Sunday, September 30, 2001

 
Q has a blog combining discussion of New York with his/her work in a neonatal word. Including the first use of the word "surgiglube" I've seen on the Web. something to do with catheters, apparently.

Thursday, September 27, 2001

 
the rest of the Anne Enright article was in last weekend.
beautiful stuff; real and emotional without being mawkish.
waiting in the labor ward, she met an overweight woman who was going to have a caesarian, she was so fat.
"I try to be sympathetic, but I think I hate her. She is weakness in the room."
and, getting down to the birth business: "I know how to do this, I have done it in my dreams ... Martin is invited to "take a leg" and he politely acccepts ... Push!"

 
lots of xs on the chart where it says "intercourse."
the joy of ovulation
have no other thoughts.
maybe I should go to New York instead.
maybe we should just get lots more dogs.
maybe we should get lots of dogs and walk them in Central Park.
but no, we couldn't afford an apartment anywhere nearCentral Park.
the boy may be an Internet millionaire but only in Australian dollars.

Thursday, September 20, 2001

 
medical diagrams of how the heart forms
I can't work out if it's magical or really creepy to see.
there are lots of other do-it-yourself surgery guides on this site as well.

Tuesday, September 18, 2001

 
wow.
how generous can you get?

.this woman spent THREE YEARS trying to produce a surrogate baby for friends. this is while she is fostering other children, mind you.

wow

 
this guy is cute.

## INFORMATION

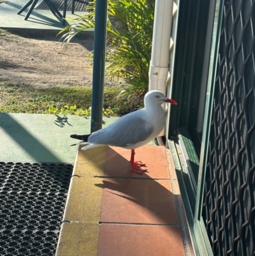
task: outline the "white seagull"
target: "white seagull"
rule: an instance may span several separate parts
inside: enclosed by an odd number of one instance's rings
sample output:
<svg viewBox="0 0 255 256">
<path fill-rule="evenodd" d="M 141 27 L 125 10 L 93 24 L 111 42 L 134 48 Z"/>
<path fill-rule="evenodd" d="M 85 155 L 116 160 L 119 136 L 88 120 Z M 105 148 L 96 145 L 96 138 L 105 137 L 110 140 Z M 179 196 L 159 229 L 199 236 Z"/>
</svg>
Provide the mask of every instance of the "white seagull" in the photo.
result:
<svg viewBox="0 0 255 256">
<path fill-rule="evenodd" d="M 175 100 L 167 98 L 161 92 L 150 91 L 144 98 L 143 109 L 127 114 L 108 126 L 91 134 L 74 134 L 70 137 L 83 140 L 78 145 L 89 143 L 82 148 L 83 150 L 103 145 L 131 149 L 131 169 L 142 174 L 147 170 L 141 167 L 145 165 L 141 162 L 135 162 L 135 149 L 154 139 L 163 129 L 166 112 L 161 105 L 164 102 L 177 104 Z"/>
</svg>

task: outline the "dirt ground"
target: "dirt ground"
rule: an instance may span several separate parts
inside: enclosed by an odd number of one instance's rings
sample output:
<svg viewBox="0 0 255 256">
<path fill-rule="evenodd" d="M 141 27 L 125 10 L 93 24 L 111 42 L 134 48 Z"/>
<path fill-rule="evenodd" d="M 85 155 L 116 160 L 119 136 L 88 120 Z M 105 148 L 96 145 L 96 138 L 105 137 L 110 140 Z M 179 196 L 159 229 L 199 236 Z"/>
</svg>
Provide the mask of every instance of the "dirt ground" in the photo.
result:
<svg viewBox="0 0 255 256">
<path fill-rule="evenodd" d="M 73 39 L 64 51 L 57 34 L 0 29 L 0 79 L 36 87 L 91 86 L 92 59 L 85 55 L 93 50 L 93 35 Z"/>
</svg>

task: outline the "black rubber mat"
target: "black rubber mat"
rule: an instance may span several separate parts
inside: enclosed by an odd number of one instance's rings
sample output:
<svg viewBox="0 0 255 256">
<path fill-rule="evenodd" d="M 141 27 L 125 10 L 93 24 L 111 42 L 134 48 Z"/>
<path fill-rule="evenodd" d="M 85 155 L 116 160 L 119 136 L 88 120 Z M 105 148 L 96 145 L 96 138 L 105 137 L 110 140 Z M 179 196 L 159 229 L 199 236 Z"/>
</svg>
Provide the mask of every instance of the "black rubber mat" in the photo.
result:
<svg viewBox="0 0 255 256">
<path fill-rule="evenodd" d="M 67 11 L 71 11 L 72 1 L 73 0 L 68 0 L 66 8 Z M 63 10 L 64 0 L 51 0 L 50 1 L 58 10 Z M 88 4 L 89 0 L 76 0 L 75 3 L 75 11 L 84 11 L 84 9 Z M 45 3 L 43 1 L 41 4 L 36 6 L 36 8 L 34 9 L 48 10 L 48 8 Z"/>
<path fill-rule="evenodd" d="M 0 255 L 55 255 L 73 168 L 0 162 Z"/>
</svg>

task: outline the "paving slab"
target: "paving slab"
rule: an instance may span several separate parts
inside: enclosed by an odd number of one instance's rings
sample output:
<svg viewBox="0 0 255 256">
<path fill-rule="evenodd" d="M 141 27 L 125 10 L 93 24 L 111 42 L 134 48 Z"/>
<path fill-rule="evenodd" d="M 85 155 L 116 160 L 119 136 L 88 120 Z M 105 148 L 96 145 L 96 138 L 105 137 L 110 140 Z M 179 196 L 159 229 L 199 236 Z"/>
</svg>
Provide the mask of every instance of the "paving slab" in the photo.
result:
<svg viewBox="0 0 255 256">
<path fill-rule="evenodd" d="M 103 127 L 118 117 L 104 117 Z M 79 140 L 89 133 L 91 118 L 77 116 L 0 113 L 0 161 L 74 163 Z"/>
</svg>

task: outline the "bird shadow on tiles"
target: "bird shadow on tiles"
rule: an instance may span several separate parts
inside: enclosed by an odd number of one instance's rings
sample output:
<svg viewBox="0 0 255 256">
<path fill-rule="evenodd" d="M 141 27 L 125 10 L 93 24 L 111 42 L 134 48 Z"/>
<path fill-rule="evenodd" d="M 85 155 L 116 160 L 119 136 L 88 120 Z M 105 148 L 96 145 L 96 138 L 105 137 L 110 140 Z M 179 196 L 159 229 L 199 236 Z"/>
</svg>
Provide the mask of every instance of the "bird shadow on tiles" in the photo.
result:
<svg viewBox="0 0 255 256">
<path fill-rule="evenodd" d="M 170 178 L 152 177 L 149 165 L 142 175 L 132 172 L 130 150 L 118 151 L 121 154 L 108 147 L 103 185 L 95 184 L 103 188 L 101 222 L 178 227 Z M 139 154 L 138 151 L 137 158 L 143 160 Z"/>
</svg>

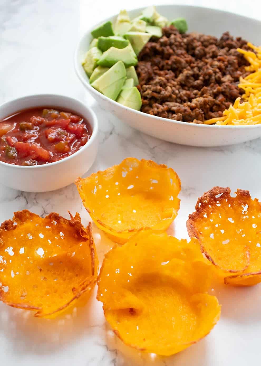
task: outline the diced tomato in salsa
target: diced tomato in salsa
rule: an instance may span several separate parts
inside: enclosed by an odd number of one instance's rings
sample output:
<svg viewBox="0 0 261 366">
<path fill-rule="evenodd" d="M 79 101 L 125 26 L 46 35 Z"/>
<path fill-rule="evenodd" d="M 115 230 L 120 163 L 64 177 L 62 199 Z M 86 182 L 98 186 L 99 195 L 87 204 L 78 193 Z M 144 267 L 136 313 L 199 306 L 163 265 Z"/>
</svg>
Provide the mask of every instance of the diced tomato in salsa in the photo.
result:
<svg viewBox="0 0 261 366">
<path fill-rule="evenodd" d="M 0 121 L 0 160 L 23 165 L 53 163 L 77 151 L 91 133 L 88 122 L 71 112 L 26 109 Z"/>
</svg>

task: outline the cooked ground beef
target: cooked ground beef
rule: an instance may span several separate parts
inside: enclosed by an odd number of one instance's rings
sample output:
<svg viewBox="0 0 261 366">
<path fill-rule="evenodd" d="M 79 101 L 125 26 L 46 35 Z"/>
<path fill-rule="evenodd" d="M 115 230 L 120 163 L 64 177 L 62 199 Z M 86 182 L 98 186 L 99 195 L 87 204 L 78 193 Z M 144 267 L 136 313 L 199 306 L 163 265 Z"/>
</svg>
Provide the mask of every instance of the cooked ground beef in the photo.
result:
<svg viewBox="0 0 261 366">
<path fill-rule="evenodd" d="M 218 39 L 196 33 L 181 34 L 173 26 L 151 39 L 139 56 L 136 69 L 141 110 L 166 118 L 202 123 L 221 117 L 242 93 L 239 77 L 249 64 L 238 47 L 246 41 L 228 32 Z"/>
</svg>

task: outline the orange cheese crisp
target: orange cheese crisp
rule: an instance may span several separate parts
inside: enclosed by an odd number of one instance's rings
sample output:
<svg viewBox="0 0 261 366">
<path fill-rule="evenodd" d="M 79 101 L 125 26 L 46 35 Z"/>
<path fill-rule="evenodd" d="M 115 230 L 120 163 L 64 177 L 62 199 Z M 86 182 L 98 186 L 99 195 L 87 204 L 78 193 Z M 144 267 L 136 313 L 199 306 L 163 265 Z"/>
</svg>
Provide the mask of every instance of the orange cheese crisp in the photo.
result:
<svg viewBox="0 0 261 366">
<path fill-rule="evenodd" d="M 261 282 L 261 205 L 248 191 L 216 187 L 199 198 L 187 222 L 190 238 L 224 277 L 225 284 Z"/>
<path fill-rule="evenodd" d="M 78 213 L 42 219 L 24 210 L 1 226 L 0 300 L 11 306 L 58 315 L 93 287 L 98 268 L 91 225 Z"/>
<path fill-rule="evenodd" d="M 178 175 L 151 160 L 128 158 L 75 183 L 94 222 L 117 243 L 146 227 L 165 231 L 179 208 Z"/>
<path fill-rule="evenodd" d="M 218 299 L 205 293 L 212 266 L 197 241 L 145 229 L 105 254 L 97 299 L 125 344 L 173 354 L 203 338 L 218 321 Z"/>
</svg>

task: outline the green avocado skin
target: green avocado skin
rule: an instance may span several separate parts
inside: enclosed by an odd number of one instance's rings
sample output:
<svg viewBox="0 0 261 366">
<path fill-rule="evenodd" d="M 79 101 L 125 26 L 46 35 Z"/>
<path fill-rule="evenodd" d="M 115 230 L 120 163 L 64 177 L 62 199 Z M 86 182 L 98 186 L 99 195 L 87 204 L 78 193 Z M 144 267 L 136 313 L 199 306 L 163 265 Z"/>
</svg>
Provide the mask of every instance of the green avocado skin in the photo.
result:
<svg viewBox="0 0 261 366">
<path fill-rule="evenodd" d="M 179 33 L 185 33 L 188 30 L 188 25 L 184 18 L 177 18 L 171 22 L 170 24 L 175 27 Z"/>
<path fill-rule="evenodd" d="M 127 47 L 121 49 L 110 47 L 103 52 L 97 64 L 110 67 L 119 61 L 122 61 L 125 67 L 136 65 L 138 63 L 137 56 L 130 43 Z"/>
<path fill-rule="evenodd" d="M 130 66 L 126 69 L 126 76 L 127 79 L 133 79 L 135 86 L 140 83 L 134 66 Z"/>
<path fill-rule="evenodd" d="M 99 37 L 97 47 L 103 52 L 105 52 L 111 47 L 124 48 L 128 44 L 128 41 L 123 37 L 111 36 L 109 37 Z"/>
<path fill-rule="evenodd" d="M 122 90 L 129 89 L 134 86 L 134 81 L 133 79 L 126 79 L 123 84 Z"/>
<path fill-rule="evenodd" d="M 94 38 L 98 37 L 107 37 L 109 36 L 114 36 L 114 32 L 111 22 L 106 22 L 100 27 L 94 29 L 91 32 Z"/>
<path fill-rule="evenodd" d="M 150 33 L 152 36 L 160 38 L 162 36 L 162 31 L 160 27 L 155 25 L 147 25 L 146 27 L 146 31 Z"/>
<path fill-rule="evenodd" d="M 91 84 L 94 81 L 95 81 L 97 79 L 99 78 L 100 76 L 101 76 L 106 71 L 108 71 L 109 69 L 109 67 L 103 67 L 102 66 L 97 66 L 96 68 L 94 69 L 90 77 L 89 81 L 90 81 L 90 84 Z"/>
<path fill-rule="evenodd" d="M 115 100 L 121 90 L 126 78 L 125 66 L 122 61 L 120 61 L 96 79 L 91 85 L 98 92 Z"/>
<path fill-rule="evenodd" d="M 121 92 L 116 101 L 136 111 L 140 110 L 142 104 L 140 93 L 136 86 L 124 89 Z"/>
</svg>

...

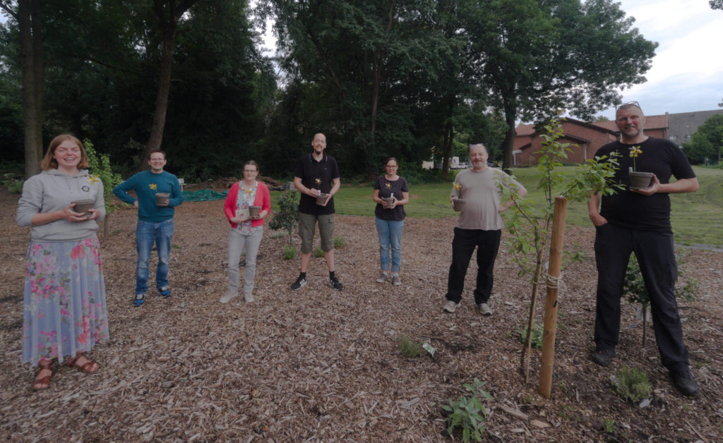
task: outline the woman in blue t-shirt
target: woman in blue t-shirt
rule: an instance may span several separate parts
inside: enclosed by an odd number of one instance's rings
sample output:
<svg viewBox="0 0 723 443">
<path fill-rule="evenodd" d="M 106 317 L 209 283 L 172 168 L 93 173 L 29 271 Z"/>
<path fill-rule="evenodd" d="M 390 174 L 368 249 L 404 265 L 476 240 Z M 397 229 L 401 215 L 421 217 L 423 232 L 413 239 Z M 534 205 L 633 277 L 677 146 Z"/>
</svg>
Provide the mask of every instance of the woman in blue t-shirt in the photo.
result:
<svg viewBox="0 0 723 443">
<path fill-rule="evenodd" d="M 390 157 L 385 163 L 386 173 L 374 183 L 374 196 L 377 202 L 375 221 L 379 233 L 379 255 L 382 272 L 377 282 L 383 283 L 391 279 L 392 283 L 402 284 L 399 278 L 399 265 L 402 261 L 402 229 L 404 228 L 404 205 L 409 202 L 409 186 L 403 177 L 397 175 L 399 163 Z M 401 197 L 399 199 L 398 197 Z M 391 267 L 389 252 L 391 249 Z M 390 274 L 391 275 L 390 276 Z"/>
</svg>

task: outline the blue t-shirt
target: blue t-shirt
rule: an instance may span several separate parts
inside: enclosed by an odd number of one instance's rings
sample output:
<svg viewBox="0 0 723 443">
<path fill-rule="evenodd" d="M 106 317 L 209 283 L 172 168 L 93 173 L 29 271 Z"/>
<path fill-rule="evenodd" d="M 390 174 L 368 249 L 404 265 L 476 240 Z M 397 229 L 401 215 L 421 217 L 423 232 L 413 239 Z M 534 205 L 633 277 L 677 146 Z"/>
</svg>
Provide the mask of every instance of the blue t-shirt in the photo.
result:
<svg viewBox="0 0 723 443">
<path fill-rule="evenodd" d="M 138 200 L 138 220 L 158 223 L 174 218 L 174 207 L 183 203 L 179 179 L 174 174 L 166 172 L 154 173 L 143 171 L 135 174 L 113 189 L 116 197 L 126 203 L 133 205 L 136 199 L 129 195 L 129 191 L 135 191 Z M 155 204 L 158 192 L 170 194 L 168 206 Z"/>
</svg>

## TASK BRIEF
Copy the blog posts word for word, starting at "maybe I should" and ending at "in Australian dollars.". The data comes from a different source than the blog posts.

## SOLVED EXERCISE
maybe I should go to New York instead.
maybe we should just get lots more dogs.
maybe we should get lots of dogs and walk them in Central Park.
but no, we couldn't afford an apartment anywhere nearCentral Park.
the boy may be an Internet millionaire but only in Australian dollars.